[課題 1] 機材紹介の文章によると、ワコーズのチェーンルブリキッド パワーが空港で没収対象となるようなのはなぜですか。

とはいえ、それでも500kmです。PBPは1200kmありますので、再注油は最低2回発生することになります。雨が降れば再注油の回数は更に増えるでしょう。私の知る範囲での話ですが、1200kmの間、再注油なしで持続するチェーンオイルはありません。1000km程度持つオイルもあるようですが、恐らくそれも条件が良い場合の話で、雨天走行が長く続けば再注油は必要となるでしょう。
このことから再注油ありきでチェーンオイルを選んでおいたほうが良いと思います。念の為、スタート前日にも現地で注油。そして、そのオイルを小分けにし、走行中にチェーンから異音を感じたら注油するようにしてください。
※注記: ワコーズのチェーンルブリキッド パワーはナフサを主原料とし、引火点が60度以下であるため、空港では没収対象となるようです。ウェットタイプのオイルでもこういった事態が有りうるので、成分表(SDS)と航空会社の持ち込みルールを確認してください。
まとめ
使用予定の機材について紹介しました。ポイントをまとめると以下になるでしょうか。
・機材は普段のブルベで使い慣れたものを使う。
・出発前に一通り整備し、消耗品は新品にしておく。
・足周り(ホイールとタイヤ)は振動と衝撃の緩和を重視したほうが良い。
・シューズは歩きやすいものの方が良い。
繰り返しになりますが、整備はきちんと。そして、飛行機輪行で破損しないようなパッキングも大事です。フランスに着いた後も破損がないことを確認し、破損があれば現地の自転車屋さんに整備をお願いしてからスタートについたほうが良いと思います。ホイールの振れや、チェーンリングの曲がり、ディレイラーハンガーの曲がりは特に起こりがちです。

データセットの項目
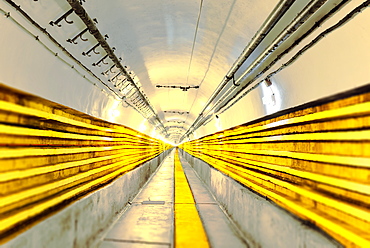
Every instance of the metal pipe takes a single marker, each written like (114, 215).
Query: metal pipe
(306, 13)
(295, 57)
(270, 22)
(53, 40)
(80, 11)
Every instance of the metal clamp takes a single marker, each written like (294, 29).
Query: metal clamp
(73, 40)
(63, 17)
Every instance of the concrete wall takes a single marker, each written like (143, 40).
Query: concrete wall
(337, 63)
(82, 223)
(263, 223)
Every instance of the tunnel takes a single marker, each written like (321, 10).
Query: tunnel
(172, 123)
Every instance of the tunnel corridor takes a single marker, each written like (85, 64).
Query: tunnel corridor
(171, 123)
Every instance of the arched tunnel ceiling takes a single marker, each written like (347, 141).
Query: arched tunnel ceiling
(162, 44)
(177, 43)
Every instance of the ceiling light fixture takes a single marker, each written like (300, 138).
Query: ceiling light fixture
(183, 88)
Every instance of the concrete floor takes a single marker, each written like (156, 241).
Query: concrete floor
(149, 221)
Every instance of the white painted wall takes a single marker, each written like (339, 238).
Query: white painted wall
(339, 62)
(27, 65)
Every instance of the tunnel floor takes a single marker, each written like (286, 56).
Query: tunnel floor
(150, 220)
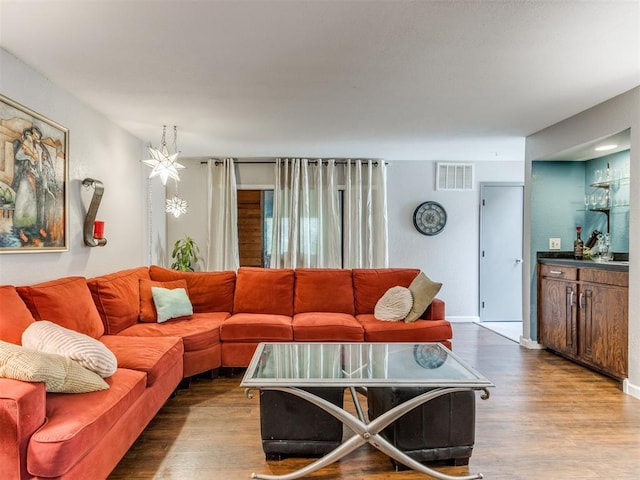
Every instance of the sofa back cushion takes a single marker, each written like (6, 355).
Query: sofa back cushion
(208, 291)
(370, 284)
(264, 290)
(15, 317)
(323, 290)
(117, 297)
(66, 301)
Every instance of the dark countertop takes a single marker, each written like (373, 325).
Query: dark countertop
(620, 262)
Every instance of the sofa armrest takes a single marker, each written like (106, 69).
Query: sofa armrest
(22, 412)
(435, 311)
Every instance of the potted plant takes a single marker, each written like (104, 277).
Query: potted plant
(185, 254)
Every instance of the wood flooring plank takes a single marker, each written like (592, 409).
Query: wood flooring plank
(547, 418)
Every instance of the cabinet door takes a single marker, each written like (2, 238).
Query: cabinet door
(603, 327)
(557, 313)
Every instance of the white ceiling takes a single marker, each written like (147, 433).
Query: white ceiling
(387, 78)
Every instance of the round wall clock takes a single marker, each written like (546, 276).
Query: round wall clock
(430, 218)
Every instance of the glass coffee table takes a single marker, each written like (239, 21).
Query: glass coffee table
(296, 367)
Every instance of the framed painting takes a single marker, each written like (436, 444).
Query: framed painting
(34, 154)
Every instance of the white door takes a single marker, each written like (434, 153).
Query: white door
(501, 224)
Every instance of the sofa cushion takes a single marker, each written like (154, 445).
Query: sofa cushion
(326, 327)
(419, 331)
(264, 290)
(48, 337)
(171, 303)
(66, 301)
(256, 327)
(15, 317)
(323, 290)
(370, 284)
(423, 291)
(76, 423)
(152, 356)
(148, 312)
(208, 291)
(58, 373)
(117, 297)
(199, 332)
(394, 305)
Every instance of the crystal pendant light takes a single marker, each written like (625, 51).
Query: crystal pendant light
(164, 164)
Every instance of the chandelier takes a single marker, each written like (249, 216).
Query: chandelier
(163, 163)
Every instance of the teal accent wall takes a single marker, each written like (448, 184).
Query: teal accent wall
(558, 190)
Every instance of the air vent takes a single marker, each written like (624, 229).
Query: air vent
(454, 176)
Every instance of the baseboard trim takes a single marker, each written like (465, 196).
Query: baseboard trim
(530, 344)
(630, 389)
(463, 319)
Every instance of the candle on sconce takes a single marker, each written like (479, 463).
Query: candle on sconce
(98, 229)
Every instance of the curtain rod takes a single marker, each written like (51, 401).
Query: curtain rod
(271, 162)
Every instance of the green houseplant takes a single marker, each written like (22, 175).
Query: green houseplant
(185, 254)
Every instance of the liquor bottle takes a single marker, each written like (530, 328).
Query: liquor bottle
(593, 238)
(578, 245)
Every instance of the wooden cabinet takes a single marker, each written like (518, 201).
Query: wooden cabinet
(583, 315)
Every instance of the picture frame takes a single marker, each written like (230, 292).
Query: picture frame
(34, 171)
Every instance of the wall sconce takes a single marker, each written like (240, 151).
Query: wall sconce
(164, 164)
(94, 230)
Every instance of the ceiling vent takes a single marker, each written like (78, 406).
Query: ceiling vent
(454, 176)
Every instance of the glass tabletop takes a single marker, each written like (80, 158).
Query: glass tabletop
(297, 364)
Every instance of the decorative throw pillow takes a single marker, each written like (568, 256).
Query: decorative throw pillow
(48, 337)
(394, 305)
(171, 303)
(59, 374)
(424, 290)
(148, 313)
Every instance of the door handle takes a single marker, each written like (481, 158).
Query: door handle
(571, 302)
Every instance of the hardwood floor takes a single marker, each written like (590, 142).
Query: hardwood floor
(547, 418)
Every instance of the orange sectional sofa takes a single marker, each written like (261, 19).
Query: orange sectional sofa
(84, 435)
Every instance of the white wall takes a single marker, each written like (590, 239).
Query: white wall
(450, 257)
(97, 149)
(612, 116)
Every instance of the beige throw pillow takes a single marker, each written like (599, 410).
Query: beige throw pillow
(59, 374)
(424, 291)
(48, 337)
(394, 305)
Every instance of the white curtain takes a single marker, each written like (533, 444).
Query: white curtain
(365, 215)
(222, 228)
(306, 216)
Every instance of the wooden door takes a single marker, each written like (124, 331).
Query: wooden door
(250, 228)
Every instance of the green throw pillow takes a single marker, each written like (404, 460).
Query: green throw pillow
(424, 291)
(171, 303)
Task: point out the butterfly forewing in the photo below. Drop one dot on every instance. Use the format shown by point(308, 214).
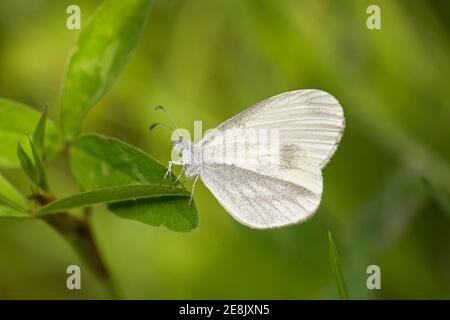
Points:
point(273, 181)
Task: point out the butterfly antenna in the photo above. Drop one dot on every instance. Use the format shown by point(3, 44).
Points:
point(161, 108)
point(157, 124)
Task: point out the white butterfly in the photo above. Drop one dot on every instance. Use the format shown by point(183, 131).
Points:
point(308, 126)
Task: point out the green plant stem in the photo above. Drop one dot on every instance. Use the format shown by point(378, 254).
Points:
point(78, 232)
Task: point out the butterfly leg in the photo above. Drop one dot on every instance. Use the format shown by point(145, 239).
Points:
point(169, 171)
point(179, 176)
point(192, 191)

[課題 2] データの行のうち、語「houseplant」を含む行をすべて書き写して報告してください。

[解答 1] ナフサを主原料とし、引火点が60度以下であるためです。

[解答 2]
Every instance of the green houseplant takes a single marker, each written like (22, 175).
Query: green houseplant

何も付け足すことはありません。